Quoted text:
______________________________

BYE: Yeah, I guess the question that comes up is the matter of scale because I think of something like Google Earth VR, which has replicated all of the entirety of the Earth with different types of coverage that is even in Google Maps. It can’t be the same resolution universally everywhere because resource limits and don’t need high resolution things if it’s just an empty cornfield.
So you have the whole range of the entire world. So where do you start with creating a digital twin? Do you start with urban cities? Do you try to recreate an entirety of the urban cities? Do you try to take, like an Ingress approach where you pick areas of interest and start to organically build out based upon whatever the early adopter users are? Or how do you start to boil the ocean in that sense?
MIESNIEKS: Yeah, well. You, you, you try not to is the main thing. You know, one problem with building an AR product, any type of software product, is this idea of population density, you know, like Pokémon or like Niantic with these global games, how do you put a Pokémon on every street corner in every town, and how do you get more than one player in your neighborhood?
You know, that’s a really difficult problem to solve. And so much of just if you take this idea of AR is something that I look through something and I see something digital in my physical world right now, you’re going to have that population density issue. We’ve kind of flipped that on its head and we’re thinking about, rather than figuring out How do I get content to everyone on Earth, or how do I get everyone on Earth to the content?
And so we’re consciously choosing a starting location that’s in an urban environment that is very diverse and creative and reasonably well known globally, and tapping into the specialness of that place and trying to bring that to the web, to the metaverse. You know, one thing I often talk about when anyone brings up scale and AR in the same paragraph is, you know, in all my years of like, I’ve never met anyone who has ever said my AR app is too popular on iOS.
How do I put it to Android? Or It’s so successful here I’m struggling to scale. Like everyone’s always had the problem of how to actually get engagement and somewhat to come back to it repeatedly. And that’s the problem we’re really going after. We think that if we can get that working in one very small constrained location, the question of like bringing that to multiple locations, whether they’re public spaces or private spaces, we can then start replicating that.
And then, as I know from my 6D experience, the potential to crowdsource and build those maps of the places, you know, 3D realistic maps is still not quite there today to do that in the highest possible quality, but it’s coming pretty fast and a lot of the mapping infrastructure is already in place with everything from open street maps to every major platform that’s out there.
And they’re all working towards building 3D versions of their maps, but no one knows what to do with those maps once they exist exactly.
BYE: And John, did you have any thoughts on that?
GAETA: Of course, I mean, we’ve been — We’ve been inside those thoughts for a lot of it here. Yeah. I mean to, again, to reinforce some things that Matt just said, trying to boil the ocean is really going to be a slow, incremental exploration. And it probably is the domain of the giant map companies. Right, to try to do that.
But what we’re talking about is more of a strategy, a creative strategy, social strategy of going compact but deep. Back to trying to understand, you know, what’s inside the fabric of a universe? What is actually the spirit of a place? We use that term a lot. And the spirit of a place generally is in this place, these types of people congregate to do these things, and they’ve done that for, you know, in the case of the real world many, many years ago.

______________________________

Recorded information:
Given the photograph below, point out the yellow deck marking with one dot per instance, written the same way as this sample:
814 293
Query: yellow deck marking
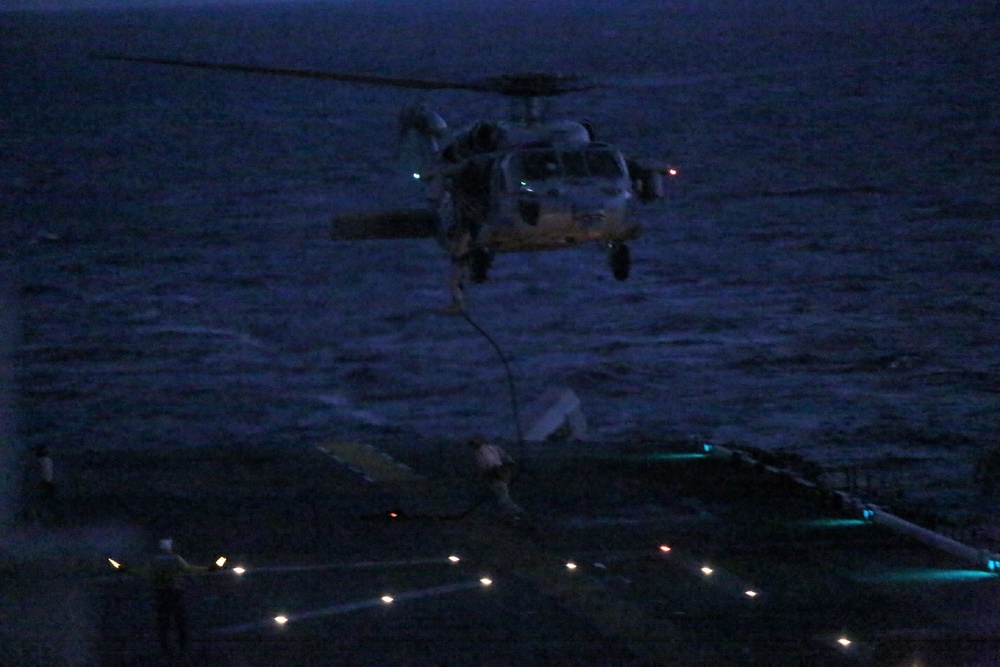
372 464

______________________________

Problem to work on: Reproduce word for word the stretch of the interview that starts with the words containing "BYE: And John, did" and finishes with "many years ago.".

Written reply:
BYE: And John, did you have any thoughts on that?
GAETA: Of course, I mean, we’ve been — We’ve been inside those thoughts for a lot of it here. Yeah. I mean to, again, to reinforce some things that Matt just said, trying to boil the ocean is really going to be a slow, incremental exploration. And it probably is the domain of the giant map companies. Right, to try to do that.
But what we’re talking about is more of a strategy, a creative strategy, social strategy of going compact but deep. Back to trying to understand, you know, what’s inside the fabric of a universe? What is actually the spirit of a place? We use that term a lot. And the spirit of a place generally is in this place, these types of people congregate to do these things, and they’ve done that for, you know, in the case of the real world many, many years ago.